----- EXTRAIT DU DOCUMENT
Les Grands Dossiers de Diplomatie
Ruptures technologiques : quelles marines pour demain ?
L’intelligence artificielle est souvent présentée comme l’enjeu du futur en termes d’innovation. Est-ce aussi le cas dans le domaine maritime et quelles sont, selon vous, les principales ruptures technologiques à venir dans ce secteur ?
F. Lambert : L’intelligence articielle constitue bien évidemment un enjeu, mais ce n’est pas le seul enjeu du futur en termes d’innovation. En effet, les innovations à venir sont nombreuses ; elles concernent par exemple la motorisation, la forme de la carène (1), l’évolution du courbage, etc. Mais il est évident que le secteur de l’intelligence artificielle est stratégique, et quatre ruptures sont en cours :
• l’interprétation automatique des données, qui permet l’identification des cibles, le traitement des signaux sonars mais aussi des signaux radars radio et radars complexes ;
• la fusion de données, qui permet l’intégration de données différentes et multiples, en provenance de capteurs. Cette rupture sera particulièrement utile en matière de renseignement, notamment pour l’entretien et la maintenance du navire tout comme pour faire de la maintenance prédictive. Cela pourra également être utilisé afin d’identifier des cibles lors d’un combat ;
• la représentation de données en temps réel va permettre la surveillance dans l’instant, le renseignement, la surveillance dans les zones maritimes, une photographie du temps présent ;
• enfin, l’adaptation des réactions aux options et aux menaces du fait d’une approche systémique par le management de données amène, par la synthèse, à une prise en compte plus forte de l’intelligence artificielle.
----------
----- INFORMATIONS FOURNIES
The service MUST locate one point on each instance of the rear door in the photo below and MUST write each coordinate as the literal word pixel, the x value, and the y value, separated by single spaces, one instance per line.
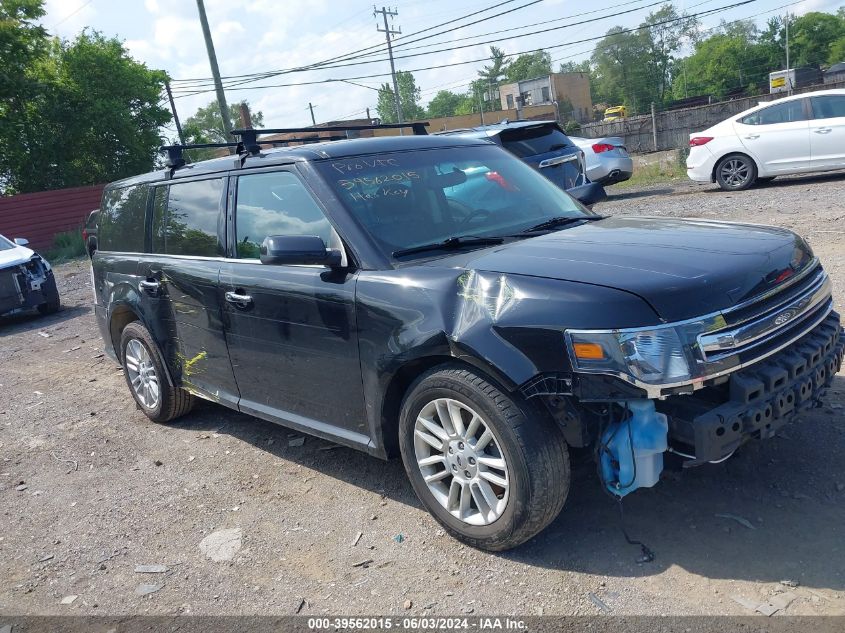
----------
## TÂCHES À FAIRE
1 > Dans l'extrait sur les ruptures technologiques, relevez les quatre ruptures en cours dans le secteur de l'intelligence artificielle selon F. Lambert.
2 > Recopiez mot pour mot l'extrait sur les ruptures technologiques, depuis « Les Grands Dossiers » jusqu'à « ce secteur ? » inclus.

## RÉPONSES
1 >
- l'interprétation automatique des données
- la fusion de données
- la représentation de données en temps réel
- l'adaptation des réactions aux options et aux menaces

2 >
Les Grands Dossiers de Diplomatie
Ruptures technologiques : quelles marines pour demain ?
L’intelligence artificielle est souvent présentée comme l’enjeu du futur en termes d’innovation. Est-ce aussi le cas dans le domaine maritime et quelles sont, selon vous, les principales ruptures technologiques à venir dans ce secteur ?